Exercise requirements:
From the listing below, copy only the lines running from the line that contains "dryer control panel" to the line that contains "digital display ->", both included.

=== Begin Enclosure ===

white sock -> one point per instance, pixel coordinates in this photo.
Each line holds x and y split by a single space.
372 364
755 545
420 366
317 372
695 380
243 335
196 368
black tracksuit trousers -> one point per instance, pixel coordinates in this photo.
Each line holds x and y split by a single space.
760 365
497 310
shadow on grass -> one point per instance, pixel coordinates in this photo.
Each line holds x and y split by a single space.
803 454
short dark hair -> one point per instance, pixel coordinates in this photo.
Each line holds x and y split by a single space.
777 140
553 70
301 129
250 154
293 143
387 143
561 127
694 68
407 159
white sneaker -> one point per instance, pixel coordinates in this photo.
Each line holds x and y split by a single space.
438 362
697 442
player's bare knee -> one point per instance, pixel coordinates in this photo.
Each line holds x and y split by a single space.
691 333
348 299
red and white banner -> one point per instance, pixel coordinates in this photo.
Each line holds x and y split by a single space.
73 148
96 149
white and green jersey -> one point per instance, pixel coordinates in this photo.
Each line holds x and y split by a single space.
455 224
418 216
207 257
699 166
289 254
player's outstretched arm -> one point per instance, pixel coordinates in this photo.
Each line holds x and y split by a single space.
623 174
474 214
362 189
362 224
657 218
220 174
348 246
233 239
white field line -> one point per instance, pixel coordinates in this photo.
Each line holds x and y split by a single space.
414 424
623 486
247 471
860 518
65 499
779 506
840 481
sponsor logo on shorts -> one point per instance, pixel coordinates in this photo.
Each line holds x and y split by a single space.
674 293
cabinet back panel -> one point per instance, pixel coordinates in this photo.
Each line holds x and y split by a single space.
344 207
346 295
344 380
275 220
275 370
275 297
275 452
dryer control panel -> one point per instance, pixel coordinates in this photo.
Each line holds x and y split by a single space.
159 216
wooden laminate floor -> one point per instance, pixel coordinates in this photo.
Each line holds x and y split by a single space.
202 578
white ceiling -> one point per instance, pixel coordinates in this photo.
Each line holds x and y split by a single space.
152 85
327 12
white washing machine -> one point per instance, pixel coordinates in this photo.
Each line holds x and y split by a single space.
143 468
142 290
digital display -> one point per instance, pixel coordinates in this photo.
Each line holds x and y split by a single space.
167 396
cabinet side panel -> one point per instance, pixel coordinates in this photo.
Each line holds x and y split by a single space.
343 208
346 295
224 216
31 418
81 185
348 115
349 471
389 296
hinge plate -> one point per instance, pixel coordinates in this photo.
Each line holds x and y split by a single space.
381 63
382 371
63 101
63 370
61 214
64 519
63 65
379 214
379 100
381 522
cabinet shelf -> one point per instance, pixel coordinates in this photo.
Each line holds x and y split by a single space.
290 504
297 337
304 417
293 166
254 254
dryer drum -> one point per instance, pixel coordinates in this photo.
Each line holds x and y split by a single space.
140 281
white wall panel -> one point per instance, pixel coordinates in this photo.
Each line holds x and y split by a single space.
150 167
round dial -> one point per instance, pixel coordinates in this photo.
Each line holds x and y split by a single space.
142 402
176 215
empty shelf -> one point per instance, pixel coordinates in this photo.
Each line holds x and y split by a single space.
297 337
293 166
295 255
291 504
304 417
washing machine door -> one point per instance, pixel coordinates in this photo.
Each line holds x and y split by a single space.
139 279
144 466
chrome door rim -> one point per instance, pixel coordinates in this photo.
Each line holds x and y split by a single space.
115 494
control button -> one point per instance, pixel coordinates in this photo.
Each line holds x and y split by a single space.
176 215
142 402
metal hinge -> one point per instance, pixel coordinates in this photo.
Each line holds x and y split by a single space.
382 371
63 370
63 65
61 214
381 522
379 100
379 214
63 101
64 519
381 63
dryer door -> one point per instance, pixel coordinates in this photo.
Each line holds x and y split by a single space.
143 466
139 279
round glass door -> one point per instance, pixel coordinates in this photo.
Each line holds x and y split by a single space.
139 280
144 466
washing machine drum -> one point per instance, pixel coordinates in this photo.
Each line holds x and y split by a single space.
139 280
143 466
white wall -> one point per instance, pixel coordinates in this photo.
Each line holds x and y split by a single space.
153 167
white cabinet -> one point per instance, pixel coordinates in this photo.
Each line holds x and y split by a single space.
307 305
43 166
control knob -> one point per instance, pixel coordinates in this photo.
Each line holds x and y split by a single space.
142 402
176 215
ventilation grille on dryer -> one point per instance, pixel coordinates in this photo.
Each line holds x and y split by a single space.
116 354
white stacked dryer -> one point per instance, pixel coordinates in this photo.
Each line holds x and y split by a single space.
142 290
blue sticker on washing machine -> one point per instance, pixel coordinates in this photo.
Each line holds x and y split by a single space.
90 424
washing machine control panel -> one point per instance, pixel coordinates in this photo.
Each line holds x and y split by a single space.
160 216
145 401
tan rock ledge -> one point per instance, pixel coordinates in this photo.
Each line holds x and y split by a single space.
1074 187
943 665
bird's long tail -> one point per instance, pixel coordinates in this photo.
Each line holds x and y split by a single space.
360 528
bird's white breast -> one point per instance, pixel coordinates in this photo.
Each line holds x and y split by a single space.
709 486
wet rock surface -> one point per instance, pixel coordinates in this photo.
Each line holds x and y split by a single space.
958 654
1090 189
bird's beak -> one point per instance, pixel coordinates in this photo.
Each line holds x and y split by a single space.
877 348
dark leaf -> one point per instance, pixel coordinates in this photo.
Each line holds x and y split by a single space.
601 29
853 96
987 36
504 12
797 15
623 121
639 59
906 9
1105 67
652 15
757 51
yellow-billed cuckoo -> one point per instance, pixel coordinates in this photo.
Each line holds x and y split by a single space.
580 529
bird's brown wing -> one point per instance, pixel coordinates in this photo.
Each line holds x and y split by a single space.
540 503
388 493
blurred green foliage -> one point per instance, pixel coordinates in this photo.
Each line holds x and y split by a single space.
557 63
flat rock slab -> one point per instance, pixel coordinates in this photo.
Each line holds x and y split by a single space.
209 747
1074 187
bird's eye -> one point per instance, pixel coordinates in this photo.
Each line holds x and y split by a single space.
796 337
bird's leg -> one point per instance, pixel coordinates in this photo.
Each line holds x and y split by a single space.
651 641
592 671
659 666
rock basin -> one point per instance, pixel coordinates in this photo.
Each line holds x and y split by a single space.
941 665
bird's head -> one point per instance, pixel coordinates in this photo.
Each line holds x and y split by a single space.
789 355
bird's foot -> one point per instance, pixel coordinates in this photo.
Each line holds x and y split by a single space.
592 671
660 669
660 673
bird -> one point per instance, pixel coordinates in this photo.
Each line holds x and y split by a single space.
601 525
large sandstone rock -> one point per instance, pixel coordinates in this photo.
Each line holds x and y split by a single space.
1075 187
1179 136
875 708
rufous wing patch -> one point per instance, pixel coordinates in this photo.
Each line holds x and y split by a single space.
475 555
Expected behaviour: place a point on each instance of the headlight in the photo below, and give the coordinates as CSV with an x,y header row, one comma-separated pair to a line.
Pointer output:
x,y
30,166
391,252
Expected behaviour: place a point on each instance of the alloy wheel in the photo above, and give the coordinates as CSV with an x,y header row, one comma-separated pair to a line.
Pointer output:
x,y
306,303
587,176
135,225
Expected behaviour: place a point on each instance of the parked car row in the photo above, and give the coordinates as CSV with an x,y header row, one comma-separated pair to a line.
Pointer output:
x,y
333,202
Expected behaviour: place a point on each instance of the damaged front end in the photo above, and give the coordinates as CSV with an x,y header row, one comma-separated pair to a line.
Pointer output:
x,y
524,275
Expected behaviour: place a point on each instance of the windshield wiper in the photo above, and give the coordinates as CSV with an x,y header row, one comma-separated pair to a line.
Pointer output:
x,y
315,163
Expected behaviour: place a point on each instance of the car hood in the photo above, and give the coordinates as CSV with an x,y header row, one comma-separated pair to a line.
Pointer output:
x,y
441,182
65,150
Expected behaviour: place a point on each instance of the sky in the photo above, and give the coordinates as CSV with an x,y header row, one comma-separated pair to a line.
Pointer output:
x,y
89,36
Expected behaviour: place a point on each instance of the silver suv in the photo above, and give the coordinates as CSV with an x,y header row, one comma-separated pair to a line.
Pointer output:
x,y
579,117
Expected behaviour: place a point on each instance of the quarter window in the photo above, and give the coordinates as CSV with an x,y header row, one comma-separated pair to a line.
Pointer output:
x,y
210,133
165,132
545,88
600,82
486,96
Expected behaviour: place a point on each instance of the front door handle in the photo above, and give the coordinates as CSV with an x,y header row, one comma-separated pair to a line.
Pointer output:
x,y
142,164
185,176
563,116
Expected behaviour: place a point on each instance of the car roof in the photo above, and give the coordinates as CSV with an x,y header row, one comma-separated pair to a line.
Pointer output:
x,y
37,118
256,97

=== End Enclosure ===

Answer space:
dryer control panel -> one point per instance, pixel coordinates in this photo.
Each line holds x and y split by a single space.
159 216
wooden laminate floor -> one point per instance, pixel coordinates in this photo.
Each line holds x and y split by a single space.
202 578
white ceiling -> one point per instance, pixel coordinates in this photo.
Each line holds x and y split by a single space.
152 85
327 12
white washing machine -> one point per instance, pixel coordinates in this photo.
Each line holds x and y split by a single space.
143 468
142 290
digital display -> one point per instance, pixel coordinates in this photo.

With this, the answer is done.